─── Extracted data ───

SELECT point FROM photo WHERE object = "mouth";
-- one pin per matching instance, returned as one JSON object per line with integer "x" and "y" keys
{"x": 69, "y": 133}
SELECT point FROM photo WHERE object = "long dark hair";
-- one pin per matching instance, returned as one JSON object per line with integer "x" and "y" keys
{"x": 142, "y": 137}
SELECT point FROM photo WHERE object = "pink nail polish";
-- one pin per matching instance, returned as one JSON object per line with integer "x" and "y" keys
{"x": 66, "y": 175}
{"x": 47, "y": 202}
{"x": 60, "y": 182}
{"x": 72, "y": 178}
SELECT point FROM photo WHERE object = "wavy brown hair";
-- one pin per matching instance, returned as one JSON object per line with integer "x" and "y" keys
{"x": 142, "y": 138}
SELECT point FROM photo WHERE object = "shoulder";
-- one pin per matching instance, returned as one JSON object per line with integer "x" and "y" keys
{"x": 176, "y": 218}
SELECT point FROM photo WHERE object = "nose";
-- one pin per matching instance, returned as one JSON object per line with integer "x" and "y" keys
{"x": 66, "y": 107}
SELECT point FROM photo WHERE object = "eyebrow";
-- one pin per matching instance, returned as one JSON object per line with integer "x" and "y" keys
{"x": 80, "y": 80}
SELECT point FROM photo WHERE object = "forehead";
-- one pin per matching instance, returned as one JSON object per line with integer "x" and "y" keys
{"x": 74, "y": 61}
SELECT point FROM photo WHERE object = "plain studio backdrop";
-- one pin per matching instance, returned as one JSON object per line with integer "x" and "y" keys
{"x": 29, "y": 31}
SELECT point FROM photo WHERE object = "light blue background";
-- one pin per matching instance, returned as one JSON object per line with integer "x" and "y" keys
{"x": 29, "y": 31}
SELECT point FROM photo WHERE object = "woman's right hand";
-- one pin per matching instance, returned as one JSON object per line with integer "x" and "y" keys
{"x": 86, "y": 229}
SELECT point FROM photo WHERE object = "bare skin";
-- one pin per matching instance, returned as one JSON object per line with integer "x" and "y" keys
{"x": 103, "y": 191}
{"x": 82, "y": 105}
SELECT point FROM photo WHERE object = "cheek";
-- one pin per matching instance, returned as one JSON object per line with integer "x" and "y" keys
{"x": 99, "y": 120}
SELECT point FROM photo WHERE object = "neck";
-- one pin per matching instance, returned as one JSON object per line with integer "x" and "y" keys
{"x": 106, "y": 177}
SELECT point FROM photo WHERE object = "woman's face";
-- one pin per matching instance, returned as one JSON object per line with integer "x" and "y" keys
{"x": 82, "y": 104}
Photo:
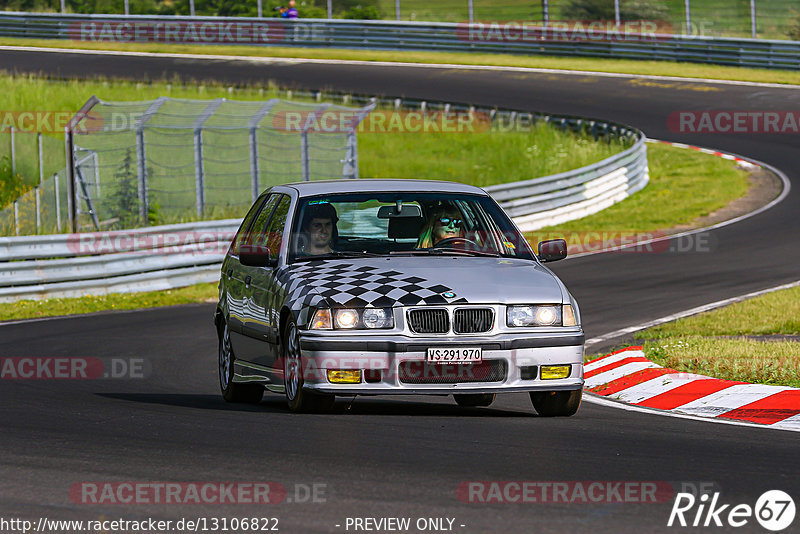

───

**What to work on:**
Keep only the lines of the listing that contain the word "hair", and copy them.

**Solution below:**
SELECT point FROM photo WHERE object = "long dark hair";
SELECT point FROM photo WHERE object = "wavy brown hair";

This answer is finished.